Items listed in a dataset
>> Begin

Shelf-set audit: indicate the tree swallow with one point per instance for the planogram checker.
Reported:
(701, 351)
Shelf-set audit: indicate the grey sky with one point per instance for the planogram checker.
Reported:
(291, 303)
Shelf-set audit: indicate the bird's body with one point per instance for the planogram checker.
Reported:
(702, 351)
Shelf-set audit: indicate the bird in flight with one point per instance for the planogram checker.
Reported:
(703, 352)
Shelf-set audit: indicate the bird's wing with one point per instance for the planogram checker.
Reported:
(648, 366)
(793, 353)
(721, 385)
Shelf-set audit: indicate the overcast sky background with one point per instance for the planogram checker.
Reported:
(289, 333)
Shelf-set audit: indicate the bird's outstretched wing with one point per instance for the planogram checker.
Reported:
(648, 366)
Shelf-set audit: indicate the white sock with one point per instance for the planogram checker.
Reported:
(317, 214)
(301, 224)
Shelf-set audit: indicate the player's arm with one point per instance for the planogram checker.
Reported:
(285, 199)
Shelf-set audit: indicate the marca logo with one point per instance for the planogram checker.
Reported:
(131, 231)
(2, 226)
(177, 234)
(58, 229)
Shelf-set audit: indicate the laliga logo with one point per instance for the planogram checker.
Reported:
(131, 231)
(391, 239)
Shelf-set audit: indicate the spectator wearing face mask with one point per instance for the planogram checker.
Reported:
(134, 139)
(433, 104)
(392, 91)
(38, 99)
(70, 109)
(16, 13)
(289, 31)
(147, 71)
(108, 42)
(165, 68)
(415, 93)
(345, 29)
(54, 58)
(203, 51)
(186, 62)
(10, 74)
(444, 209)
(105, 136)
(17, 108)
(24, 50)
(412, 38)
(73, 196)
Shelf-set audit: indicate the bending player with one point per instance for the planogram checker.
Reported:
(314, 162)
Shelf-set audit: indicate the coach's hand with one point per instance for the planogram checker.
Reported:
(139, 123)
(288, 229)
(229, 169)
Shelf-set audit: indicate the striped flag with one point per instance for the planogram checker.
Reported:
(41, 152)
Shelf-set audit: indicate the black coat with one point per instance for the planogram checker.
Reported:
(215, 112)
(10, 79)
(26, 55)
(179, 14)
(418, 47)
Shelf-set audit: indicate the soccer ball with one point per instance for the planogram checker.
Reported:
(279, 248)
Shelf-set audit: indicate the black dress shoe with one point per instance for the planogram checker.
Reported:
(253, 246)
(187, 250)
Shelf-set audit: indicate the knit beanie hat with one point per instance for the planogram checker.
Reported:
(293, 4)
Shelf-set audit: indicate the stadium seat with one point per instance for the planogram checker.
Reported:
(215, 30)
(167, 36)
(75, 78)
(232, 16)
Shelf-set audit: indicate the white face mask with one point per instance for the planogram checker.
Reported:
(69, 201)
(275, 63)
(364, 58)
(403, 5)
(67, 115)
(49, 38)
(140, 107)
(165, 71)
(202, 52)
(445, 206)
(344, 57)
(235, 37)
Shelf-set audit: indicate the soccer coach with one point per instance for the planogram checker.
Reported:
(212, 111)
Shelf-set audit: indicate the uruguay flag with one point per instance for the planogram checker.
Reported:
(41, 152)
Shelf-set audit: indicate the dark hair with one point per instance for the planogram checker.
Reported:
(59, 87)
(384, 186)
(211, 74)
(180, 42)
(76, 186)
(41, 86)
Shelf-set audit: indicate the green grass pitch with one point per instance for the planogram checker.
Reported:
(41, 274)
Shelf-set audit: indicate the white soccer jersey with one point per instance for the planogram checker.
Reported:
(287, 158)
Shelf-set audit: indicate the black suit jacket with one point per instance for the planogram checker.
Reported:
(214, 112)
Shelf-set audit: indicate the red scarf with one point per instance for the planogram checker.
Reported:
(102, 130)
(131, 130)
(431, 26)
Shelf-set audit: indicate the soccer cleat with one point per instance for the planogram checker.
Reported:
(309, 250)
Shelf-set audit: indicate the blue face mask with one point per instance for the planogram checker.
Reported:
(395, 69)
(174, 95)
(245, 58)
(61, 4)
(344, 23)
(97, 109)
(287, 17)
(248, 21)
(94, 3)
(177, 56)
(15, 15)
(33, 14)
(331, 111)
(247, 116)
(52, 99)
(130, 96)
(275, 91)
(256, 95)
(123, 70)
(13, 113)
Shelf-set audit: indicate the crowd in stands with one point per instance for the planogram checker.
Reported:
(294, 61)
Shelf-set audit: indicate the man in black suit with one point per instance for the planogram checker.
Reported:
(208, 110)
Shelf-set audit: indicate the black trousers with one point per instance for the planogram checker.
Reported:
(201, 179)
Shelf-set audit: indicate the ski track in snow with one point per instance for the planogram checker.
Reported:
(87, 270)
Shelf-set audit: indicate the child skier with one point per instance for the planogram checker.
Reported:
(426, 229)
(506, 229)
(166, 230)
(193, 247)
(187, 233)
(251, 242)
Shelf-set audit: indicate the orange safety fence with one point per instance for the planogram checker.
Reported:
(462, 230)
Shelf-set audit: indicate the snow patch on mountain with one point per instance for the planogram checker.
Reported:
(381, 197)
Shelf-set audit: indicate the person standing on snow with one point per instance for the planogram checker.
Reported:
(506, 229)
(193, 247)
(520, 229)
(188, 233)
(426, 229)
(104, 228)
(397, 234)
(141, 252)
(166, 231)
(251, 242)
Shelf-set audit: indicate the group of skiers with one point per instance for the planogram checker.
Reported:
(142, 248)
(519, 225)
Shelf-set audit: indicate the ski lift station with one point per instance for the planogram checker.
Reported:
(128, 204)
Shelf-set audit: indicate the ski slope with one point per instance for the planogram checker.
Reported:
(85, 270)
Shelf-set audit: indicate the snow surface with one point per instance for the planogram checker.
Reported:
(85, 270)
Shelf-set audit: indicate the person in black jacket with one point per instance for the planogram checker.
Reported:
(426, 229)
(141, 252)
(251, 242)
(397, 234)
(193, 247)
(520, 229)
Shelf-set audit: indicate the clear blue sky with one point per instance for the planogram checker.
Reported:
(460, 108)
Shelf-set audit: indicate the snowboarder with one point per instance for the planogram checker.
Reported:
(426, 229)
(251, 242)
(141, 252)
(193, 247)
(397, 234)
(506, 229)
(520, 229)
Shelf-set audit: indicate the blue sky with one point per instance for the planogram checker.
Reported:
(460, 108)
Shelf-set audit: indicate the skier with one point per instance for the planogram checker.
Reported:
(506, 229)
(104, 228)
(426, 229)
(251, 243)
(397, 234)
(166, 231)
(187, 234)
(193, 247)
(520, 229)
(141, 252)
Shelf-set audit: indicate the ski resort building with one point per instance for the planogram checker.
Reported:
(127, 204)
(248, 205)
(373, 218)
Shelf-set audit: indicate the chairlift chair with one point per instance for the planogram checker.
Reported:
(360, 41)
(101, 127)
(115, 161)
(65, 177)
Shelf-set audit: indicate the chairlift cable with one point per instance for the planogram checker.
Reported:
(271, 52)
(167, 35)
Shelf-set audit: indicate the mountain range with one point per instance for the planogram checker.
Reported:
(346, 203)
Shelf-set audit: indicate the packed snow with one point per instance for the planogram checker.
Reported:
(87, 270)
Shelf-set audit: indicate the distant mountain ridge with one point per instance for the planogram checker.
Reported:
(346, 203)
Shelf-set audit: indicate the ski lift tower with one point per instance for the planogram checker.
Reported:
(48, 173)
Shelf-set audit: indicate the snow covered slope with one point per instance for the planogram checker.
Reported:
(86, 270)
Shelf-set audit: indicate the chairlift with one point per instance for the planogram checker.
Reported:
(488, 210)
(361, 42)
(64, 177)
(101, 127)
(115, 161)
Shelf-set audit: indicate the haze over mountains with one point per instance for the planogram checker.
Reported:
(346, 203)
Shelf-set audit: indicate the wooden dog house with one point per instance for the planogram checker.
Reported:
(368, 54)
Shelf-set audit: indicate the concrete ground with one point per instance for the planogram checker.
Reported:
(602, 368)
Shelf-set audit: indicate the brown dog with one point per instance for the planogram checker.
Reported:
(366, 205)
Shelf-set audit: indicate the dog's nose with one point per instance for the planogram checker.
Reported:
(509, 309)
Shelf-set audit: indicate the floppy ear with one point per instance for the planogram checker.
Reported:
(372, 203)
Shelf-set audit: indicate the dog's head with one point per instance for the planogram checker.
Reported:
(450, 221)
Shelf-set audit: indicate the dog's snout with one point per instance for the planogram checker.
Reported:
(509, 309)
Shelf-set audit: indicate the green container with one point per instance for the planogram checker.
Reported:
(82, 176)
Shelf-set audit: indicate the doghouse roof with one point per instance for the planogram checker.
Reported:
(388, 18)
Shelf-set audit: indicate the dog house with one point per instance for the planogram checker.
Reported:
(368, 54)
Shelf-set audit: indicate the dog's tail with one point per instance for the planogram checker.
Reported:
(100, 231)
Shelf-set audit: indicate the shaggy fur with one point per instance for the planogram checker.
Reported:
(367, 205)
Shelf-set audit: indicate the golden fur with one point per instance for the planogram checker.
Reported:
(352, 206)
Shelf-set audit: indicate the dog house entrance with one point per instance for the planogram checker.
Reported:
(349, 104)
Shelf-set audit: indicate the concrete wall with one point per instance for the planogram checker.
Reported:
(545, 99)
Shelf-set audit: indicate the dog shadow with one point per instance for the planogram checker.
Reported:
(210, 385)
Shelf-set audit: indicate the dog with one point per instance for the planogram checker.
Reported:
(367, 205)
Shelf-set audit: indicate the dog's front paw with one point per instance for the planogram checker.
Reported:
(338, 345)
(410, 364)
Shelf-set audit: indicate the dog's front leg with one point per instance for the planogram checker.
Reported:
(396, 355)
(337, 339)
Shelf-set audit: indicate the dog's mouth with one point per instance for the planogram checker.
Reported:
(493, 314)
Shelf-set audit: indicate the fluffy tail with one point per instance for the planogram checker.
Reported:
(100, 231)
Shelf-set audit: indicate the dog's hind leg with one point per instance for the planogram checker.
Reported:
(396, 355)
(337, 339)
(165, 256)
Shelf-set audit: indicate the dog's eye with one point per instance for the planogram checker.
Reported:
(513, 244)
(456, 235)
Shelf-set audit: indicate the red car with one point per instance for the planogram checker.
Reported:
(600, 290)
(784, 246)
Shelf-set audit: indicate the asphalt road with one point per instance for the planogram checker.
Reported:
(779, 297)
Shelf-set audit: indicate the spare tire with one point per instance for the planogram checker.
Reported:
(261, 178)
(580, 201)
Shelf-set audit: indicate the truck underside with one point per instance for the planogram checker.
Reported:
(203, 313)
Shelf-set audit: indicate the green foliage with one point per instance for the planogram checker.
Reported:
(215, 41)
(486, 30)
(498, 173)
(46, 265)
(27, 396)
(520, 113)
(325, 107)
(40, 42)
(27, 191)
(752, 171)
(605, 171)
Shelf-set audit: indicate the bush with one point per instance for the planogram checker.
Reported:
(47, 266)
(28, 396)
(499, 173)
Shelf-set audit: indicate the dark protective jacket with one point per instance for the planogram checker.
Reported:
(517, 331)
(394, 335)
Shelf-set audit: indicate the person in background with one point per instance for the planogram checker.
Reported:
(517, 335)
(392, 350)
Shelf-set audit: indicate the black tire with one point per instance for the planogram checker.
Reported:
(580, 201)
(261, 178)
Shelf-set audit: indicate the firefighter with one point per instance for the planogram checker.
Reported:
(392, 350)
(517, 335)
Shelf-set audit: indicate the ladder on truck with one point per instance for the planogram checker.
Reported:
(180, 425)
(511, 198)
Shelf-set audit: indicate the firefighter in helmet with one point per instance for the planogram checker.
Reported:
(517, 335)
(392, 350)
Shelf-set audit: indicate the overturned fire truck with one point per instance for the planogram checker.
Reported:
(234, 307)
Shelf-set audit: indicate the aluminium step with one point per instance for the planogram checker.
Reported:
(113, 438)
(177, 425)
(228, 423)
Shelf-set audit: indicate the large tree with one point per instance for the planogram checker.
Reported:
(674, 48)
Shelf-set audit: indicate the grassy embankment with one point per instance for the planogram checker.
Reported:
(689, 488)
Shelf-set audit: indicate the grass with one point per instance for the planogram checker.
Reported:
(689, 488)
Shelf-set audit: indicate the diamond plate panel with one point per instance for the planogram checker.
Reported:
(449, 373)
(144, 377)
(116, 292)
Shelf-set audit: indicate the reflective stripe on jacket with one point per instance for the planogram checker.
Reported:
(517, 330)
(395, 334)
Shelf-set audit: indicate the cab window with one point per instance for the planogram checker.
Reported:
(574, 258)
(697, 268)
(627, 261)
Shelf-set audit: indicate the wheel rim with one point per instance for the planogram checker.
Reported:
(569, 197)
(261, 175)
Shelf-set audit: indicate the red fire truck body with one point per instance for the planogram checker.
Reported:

>> End

▸ **WRITTEN TASK**
Lines from the one containing "Shelf-set audit: indicate the firefighter in" through the final line are to be given again verbatim, with nothing before or after.

▸ **SOLUTION TO THE PROBLEM**
Shelf-set audit: indicate the firefighter in helmet with one point per instance for the planogram checker.
Reported:
(517, 335)
(392, 350)
Shelf-set audit: indicate the overturned fire truck with one point per instance for the planogram checker.
Reported:
(234, 307)
Shelf-set audit: indicate the aluminium step with one point per instance for the planogram checker.
Reported:
(113, 438)
(177, 425)
(228, 423)
Shelf-set audit: indicate the large tree with one point per instance for the planogram checker.
Reported:
(674, 48)
Shelf-set audit: indicate the grassy embankment with one point per instance for the planogram checker.
Reported:
(689, 488)
Shelf-set audit: indicate the grass with one point per instance for the planogram checker.
Reported:
(689, 488)
Shelf-set audit: indicate the diamond plate panel with one point per instance for the planogram checker.
Reported:
(449, 373)
(144, 377)
(116, 292)
Shelf-set audit: indicate the reflective stripe on jacket with one point per instance for the planogram checker.
Reported:
(517, 330)
(395, 334)
Shelf-set audit: indicate the cab window with one point per instance for the planogram checker.
Reported:
(574, 258)
(697, 268)
(627, 261)
Shelf-set audit: indicate the wheel rim with one point per instance for the planogram checker.
Reported:
(569, 197)
(261, 175)
Shelf-set audit: indicate the red fire truck body with one point per instance for the planogram checker.
Reported:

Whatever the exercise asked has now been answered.